▶ _What to work on_
Change "Result" to "Boxes" wherever it appears in the rows below, reproducing everything else unchanged. Omit the pictures from your answer.

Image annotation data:
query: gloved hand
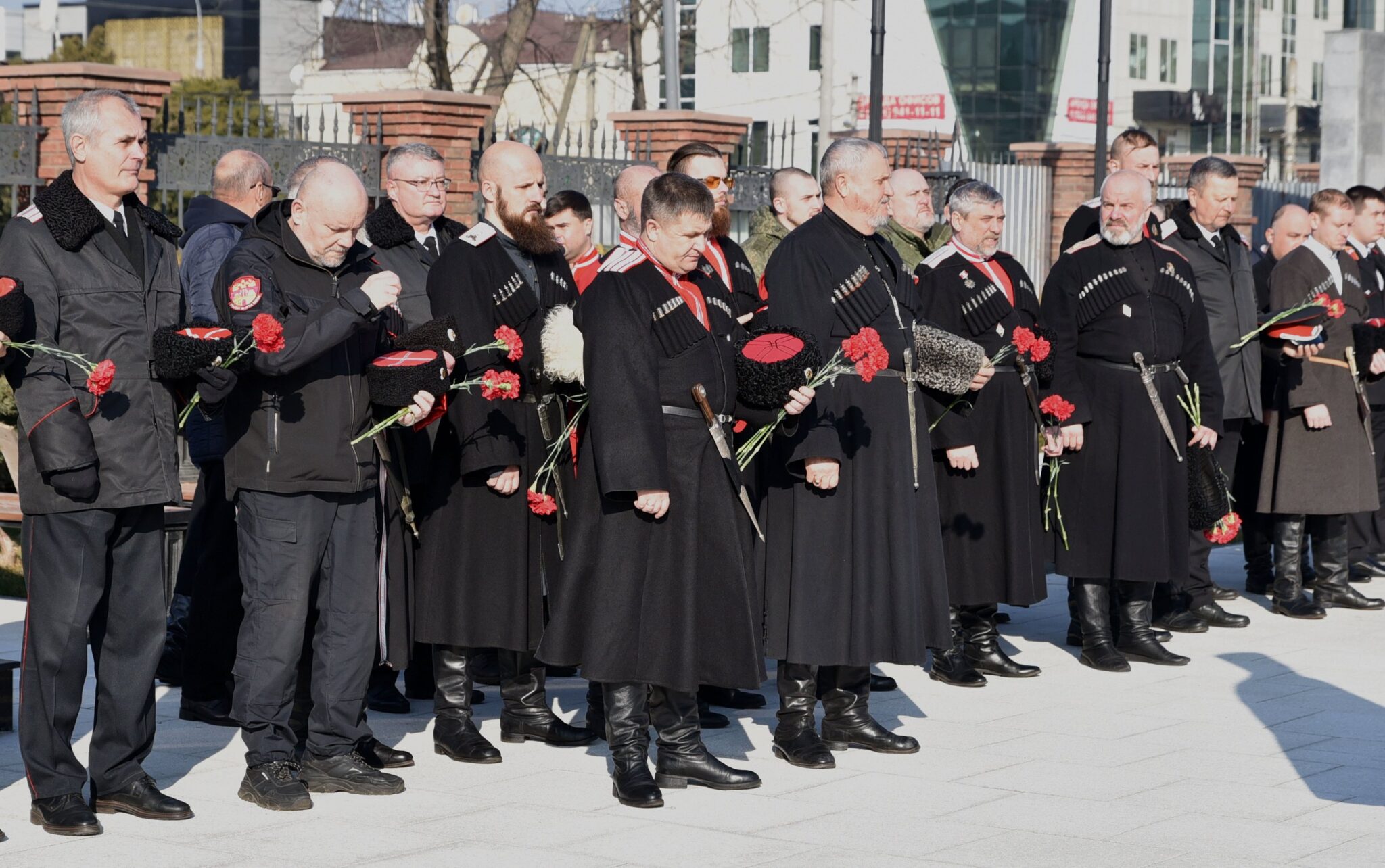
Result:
[49,464,101,504]
[197,366,237,412]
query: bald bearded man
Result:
[414,141,596,763]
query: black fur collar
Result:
[366,199,467,249]
[33,169,183,254]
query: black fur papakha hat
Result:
[154,320,235,379]
[395,317,467,360]
[0,277,25,341]
[366,347,452,410]
[735,325,823,410]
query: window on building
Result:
[1130,33,1150,80]
[731,28,775,72]
[1159,39,1179,83]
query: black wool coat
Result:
[757,208,950,666]
[539,251,773,691]
[918,245,1048,606]
[414,223,578,650]
[1039,237,1221,581]
[0,170,185,515]
[1257,243,1380,515]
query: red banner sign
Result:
[856,93,947,120]
[1068,97,1117,123]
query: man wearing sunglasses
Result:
[667,141,764,325]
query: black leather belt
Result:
[1077,356,1179,374]
[659,404,735,425]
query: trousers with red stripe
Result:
[20,505,166,799]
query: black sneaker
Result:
[300,750,404,796]
[237,760,313,811]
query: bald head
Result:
[212,151,275,214]
[1265,203,1313,260]
[288,164,366,268]
[477,141,562,254]
[613,164,661,235]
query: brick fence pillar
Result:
[1163,153,1265,241]
[607,110,752,169]
[1010,141,1096,262]
[0,64,181,197]
[334,90,500,226]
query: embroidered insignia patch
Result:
[226,274,262,310]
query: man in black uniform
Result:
[1040,170,1221,671]
[757,139,990,769]
[214,164,432,810]
[1062,128,1159,251]
[540,173,813,807]
[1155,156,1263,633]
[1231,203,1317,594]
[360,143,467,715]
[0,90,202,835]
[415,141,596,763]
[919,180,1062,687]
[1346,185,1385,581]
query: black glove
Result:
[197,366,235,412]
[49,464,101,504]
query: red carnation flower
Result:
[251,313,284,353]
[481,370,519,402]
[496,325,523,361]
[1039,395,1077,423]
[527,489,558,515]
[87,358,115,397]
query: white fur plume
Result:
[540,305,586,385]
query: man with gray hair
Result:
[919,180,1062,687]
[879,169,952,271]
[759,139,990,769]
[1039,170,1221,671]
[1155,156,1263,633]
[0,90,202,835]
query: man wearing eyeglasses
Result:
[173,151,279,727]
[667,141,764,325]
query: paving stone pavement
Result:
[0,548,1385,868]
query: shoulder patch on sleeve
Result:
[226,274,263,310]
[461,223,496,248]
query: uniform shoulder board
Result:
[461,223,496,248]
[924,243,957,268]
[1064,233,1102,254]
[601,248,645,272]
[1150,238,1188,262]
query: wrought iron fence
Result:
[0,87,46,234]
[149,95,386,223]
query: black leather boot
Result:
[817,666,918,753]
[1313,515,1385,610]
[1117,581,1188,666]
[601,683,663,807]
[650,685,760,789]
[583,681,607,740]
[957,604,1043,678]
[496,648,597,748]
[432,645,500,763]
[1270,515,1327,620]
[1072,579,1130,671]
[928,606,986,687]
[774,660,837,769]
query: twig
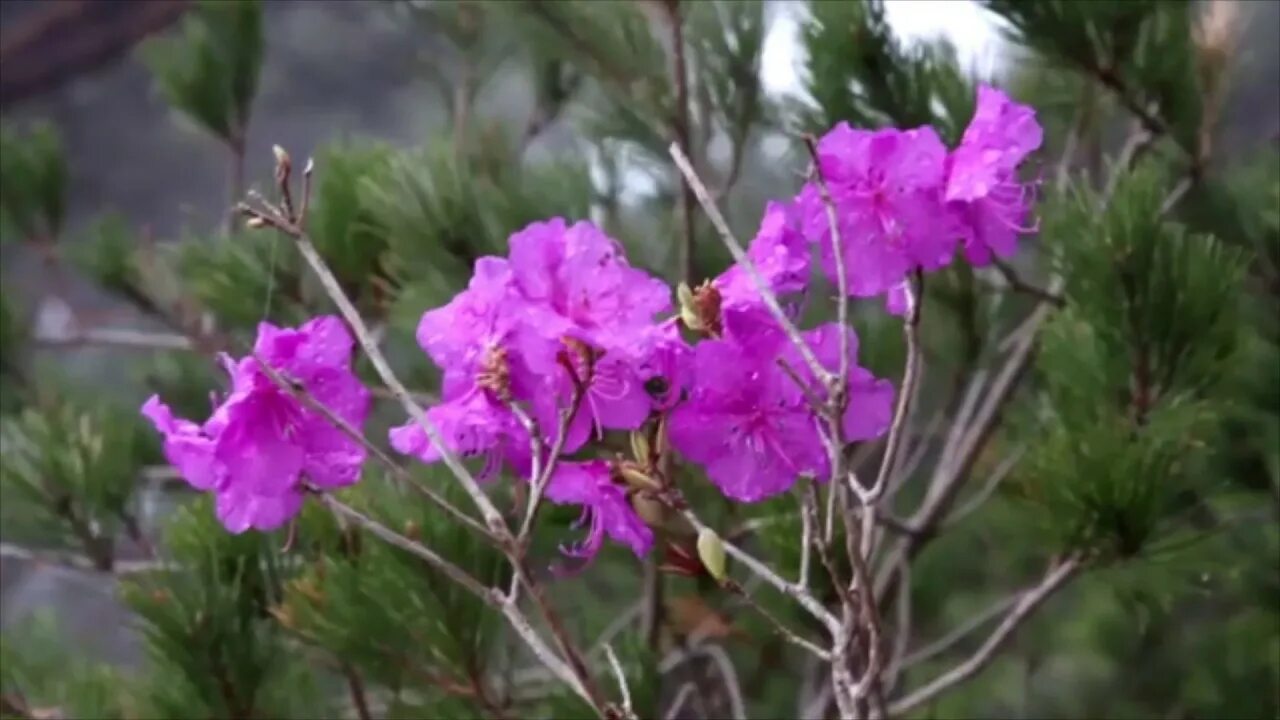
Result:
[317,493,595,707]
[940,446,1027,528]
[666,0,695,286]
[658,644,746,720]
[796,481,818,588]
[252,352,495,539]
[852,272,924,506]
[901,592,1023,670]
[342,662,372,720]
[663,683,698,720]
[684,510,840,635]
[667,143,832,387]
[804,135,849,386]
[991,258,1066,307]
[890,557,1080,715]
[0,542,175,575]
[604,644,636,719]
[724,579,831,661]
[32,328,196,350]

▶ _Solution to the problem_
query: gloved hand
Boxes:
[49,464,101,504]
[197,366,237,412]
query: bald bearded man
Boxes:
[414,141,596,763]
query: black fur collar
Boxes:
[366,199,467,249]
[33,169,183,254]
query: black fur papakha hat
Boxes:
[154,320,235,379]
[395,317,467,360]
[0,277,25,341]
[366,347,452,410]
[735,325,823,410]
query: window on building
Boxes:
[1130,33,1150,80]
[731,28,775,72]
[1159,39,1179,83]
query: black wool coat
Boxes:
[757,208,950,666]
[539,251,773,691]
[918,245,1048,606]
[414,223,578,650]
[1039,237,1221,581]
[0,170,185,515]
[1257,243,1380,515]
query: red banner sign
Boxes:
[856,93,947,120]
[1068,97,1117,123]
query: man wearing sunglasses
Boxes:
[667,141,764,325]
query: black leather belt
Boxes:
[1077,356,1179,374]
[659,404,735,425]
query: trousers with red stripe
Boxes:
[20,505,166,799]
query: black sneaker
Boxes:
[300,750,404,796]
[237,760,313,811]
query: bald head
Boxes:
[212,151,275,214]
[1265,203,1313,260]
[288,164,366,268]
[477,141,562,254]
[613,164,661,235]
query: brick fence pillar
Boxes:
[1163,153,1265,241]
[607,110,752,169]
[1010,141,1096,262]
[0,64,181,197]
[334,90,500,226]
query: embroidered insignia patch
Boxes:
[226,274,262,310]
query: man in black uniform
Boxes:
[1040,170,1221,671]
[757,139,990,769]
[214,164,432,810]
[1062,128,1159,251]
[540,173,813,807]
[1155,156,1263,633]
[1231,203,1317,594]
[360,143,467,715]
[0,90,202,835]
[415,141,596,763]
[919,180,1062,687]
[1346,185,1385,581]
query: black glove
Boxes:
[197,366,235,412]
[49,464,101,504]
query: red carnation flower
Boxes:
[251,313,284,353]
[481,370,519,402]
[496,325,523,361]
[1039,395,1077,423]
[527,489,558,515]
[87,358,115,397]
query: white fur plume
Boxes:
[540,305,586,385]
query: man with gray hair
Boxes:
[919,180,1062,687]
[879,169,952,271]
[759,139,990,769]
[1039,170,1221,671]
[1155,156,1263,633]
[0,90,202,835]
query: man wearing eyeglasses
Boxes:
[173,151,279,727]
[667,141,764,325]
query: paving stone pavement
Boxes:
[0,548,1385,868]
query: shoulder patch on sleeve
Boxes:
[226,274,263,310]
[461,223,496,248]
query: uniform shoulder board
Boxes:
[461,223,496,248]
[924,243,957,268]
[1064,233,1102,254]
[601,248,645,272]
[1150,238,1188,262]
query: wrought iron fence
Boxes:
[0,87,46,234]
[149,95,386,223]
query: black leather boot
Boxes:
[817,666,918,753]
[1313,515,1385,610]
[1117,581,1188,666]
[601,683,663,807]
[650,685,760,789]
[583,681,607,740]
[957,604,1043,678]
[496,648,597,748]
[432,645,500,763]
[1270,515,1327,620]
[1072,579,1130,671]
[928,606,986,687]
[774,660,837,769]
query: twig
Boxes:
[317,493,595,707]
[940,446,1027,528]
[666,0,695,286]
[658,644,746,720]
[796,481,818,588]
[252,352,495,539]
[852,272,924,506]
[901,592,1023,670]
[342,662,372,720]
[663,683,698,720]
[684,510,840,635]
[667,143,832,387]
[804,135,849,386]
[991,258,1066,307]
[890,557,1080,715]
[0,542,175,575]
[604,644,636,719]
[724,579,831,661]
[32,328,196,350]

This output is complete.